WHAT THIS TASK INVOLVES:
Condense the paragraph of the WOMAD festival review that begins "This year saw the introduction" into two sentences, keeping its main facts.

SELECTED EXCERPT:
Among the many other highlights, Moana and the Tribe successfully (pleasingly, even) blended Maori elements (haka and singing in Te Reo) with drumsbassguitar; Rachael Unthank played a folk’ing great set, and Australian flamenco group Arte Kanela rocked the party.
Hungarian bread-puffs proved to be the culinary rock-star of this year’s WOMAD, with a drawing power almost equal to that of the Fat Freddys. Other festival highlights included being woken by the tumult of horses racing around the horsetrack/campground at 5 a.m (now that’s what I call double-booking!), and watching security spring into action against the duck-pond renegades. A stirling effort by the fierce defenders of duck rights.
This year saw the introduction of a new ‘Youth Pass’ for 13-17 year-olds. You guessed it: a recipe for crowds of drunken teens. Drunken, but cultured—better to spend one’s teenage haze in the presence of the world’s finest music, rather than merely slumped across the grass of Glover Park. Surely.
The only shadow cast over an otherwise sunny event was created by the unlikely choice of sponsor. Shell’s dubious involvement in the murder of nine Nigerian anti-mining protesters in 1995 is still a cause of fierce anger throughout the world. But festivals need money. The image of the highly political Nigerian singer Seun Kuti performing under the logo of this year’s chief sponsor, Shell, will stay with me forever. The uneasy handshake between Art and Money doesn’t get much darker than that.

MATERIAL:
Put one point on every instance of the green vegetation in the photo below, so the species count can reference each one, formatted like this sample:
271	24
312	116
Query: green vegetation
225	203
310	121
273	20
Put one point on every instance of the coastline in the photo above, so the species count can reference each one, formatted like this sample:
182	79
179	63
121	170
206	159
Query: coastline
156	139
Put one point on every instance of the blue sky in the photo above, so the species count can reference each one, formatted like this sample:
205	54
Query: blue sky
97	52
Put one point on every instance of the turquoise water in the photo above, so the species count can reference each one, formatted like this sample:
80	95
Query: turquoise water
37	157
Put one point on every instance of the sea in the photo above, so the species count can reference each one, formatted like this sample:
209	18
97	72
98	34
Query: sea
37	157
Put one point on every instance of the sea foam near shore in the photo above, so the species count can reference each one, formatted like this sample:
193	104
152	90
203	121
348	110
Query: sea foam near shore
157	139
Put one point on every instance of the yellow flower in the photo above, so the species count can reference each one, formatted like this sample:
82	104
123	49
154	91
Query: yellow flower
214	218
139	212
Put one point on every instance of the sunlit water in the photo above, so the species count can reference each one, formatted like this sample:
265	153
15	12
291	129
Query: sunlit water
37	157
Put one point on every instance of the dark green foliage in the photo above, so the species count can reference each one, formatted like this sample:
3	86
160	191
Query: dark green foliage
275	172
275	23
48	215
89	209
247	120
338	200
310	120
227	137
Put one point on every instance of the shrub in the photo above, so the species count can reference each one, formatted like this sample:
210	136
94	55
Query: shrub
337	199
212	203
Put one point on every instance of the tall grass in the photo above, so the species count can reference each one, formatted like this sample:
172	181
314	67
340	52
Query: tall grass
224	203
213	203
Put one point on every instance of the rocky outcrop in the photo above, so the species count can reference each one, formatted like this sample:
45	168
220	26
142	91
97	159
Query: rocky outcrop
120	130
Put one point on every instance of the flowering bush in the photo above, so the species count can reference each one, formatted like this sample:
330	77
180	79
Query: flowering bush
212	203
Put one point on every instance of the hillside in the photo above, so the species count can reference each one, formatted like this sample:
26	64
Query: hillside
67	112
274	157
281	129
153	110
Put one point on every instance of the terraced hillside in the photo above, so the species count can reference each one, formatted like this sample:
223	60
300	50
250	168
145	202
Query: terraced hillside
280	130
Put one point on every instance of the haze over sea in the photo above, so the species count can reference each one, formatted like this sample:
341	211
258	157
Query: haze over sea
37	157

ANSWER FOR THE TASK:
This year brought a new Youth Pass for 13-17 year-olds, which led to crowds of drunken teens. Still, they were cultured ones, since spending a teenage haze around the world's finest music beats lying slumped on the grass of Glover Park.